***** Data records

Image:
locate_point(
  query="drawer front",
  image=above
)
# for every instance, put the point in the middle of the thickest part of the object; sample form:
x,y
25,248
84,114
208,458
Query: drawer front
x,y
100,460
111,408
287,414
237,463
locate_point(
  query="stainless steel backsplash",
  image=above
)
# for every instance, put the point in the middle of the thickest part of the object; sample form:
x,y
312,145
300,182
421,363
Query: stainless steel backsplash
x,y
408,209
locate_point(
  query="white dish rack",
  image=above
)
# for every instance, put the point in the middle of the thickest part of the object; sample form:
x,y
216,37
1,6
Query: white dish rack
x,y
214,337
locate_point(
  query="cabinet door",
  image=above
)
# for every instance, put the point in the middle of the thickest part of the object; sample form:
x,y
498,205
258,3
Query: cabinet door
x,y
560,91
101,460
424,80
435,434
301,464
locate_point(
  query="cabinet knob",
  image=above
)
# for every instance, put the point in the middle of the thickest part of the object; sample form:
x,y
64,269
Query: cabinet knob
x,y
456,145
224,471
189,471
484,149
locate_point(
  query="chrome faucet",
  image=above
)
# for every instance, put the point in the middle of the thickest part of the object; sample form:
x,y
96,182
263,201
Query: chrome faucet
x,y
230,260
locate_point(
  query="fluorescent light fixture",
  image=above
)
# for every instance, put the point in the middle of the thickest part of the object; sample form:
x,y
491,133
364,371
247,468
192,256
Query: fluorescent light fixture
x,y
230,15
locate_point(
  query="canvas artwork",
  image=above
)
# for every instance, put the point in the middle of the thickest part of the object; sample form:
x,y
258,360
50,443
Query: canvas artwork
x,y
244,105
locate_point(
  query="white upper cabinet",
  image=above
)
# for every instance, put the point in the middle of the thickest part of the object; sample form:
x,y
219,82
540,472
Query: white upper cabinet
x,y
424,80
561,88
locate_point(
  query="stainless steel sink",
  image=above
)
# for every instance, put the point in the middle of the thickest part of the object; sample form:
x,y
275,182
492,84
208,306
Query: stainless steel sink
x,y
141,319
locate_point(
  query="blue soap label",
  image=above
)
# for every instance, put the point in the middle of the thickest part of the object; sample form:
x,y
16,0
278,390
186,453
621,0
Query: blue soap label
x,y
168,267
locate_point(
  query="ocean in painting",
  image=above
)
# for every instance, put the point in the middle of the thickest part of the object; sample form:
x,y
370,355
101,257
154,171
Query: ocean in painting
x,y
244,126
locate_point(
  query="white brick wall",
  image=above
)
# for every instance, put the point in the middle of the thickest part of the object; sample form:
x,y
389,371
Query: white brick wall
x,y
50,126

**********

Transcribe every record above so that nothing differs from the original.

Image:
locate_point(
  query="drawer front",
  image=above
)
# for every instance, put the point in the middle of the thickest part of the object; sample form:
x,y
25,248
84,114
208,458
Query: drawer front
x,y
100,460
111,408
287,414
237,463
locate_point(
  query="stainless steel backsplash",
  image=above
)
# for every instance, put the point in the middle of the thickest part of the object; sample form:
x,y
312,145
300,182
421,363
Query: stainless steel backsplash
x,y
408,209
locate_point(
  query="white dish rack",
  image=above
)
# for every instance, put the point in the middle of the thickest part of the object; sample form:
x,y
216,37
1,6
Query: white dish rack
x,y
214,337
locate_point(
  query="cabinet door",
  image=above
)
# for every instance, put the point in the middle of the thickest part of the object; sample form:
x,y
498,205
258,3
Query: cabinet door
x,y
560,91
101,460
424,80
435,434
301,464
locate_point(
  query="cabinet knob",
  image=above
)
# for every instance, put the point in the middle of the thickest part of the object; sample form:
x,y
64,269
Query: cabinet knob
x,y
456,145
224,471
189,471
484,149
locate_point(
  query="chrome faucet",
  image=above
)
# for every instance, put the point in the middle of the thickest part of the object; sample form:
x,y
96,182
263,201
Query: chrome faucet
x,y
230,260
locate_point(
  query="fluorescent light fixture",
  image=above
)
# for every instance, put the point in the middle of the thickest part of the object; sample form:
x,y
491,133
364,371
247,468
192,256
Query: fluorescent light fixture
x,y
230,15
locate_point(
  query="canvas artwork",
  image=above
)
# for every instance, put the point in the middle of the thickest part of the object; sample form:
x,y
258,360
50,443
Query: canvas artwork
x,y
244,105
locate_point(
  query="white upper cabinet",
  image=above
)
# for every instance, put the point in the middle of the thickest part of the object; sample form:
x,y
219,82
540,472
Query: white upper cabinet
x,y
424,80
561,88
locate_point(
  query="stainless steel sink",
  image=above
)
# for every instance, put the point in the middle of the thickest part of the object; sample form:
x,y
275,182
492,84
208,306
Query: stainless steel sink
x,y
141,319
locate_point(
  query="blue soap label",
  image=above
)
# for every instance, put the point in the middle of the thickest part of the object; sample form:
x,y
16,0
278,390
186,453
621,0
Query: blue soap label
x,y
168,267
locate_point(
  query="ocean in painting",
  image=above
)
# for every instance, put the point in the middle of the thickest part of the object; sample form:
x,y
370,355
101,257
154,171
Query: ocean in painting
x,y
244,126
locate_point(
  query="white brick wall",
  image=above
)
# for every instance, put the point in the middle of the thickest part of the object; sample form:
x,y
389,371
Query: white brick wall
x,y
50,126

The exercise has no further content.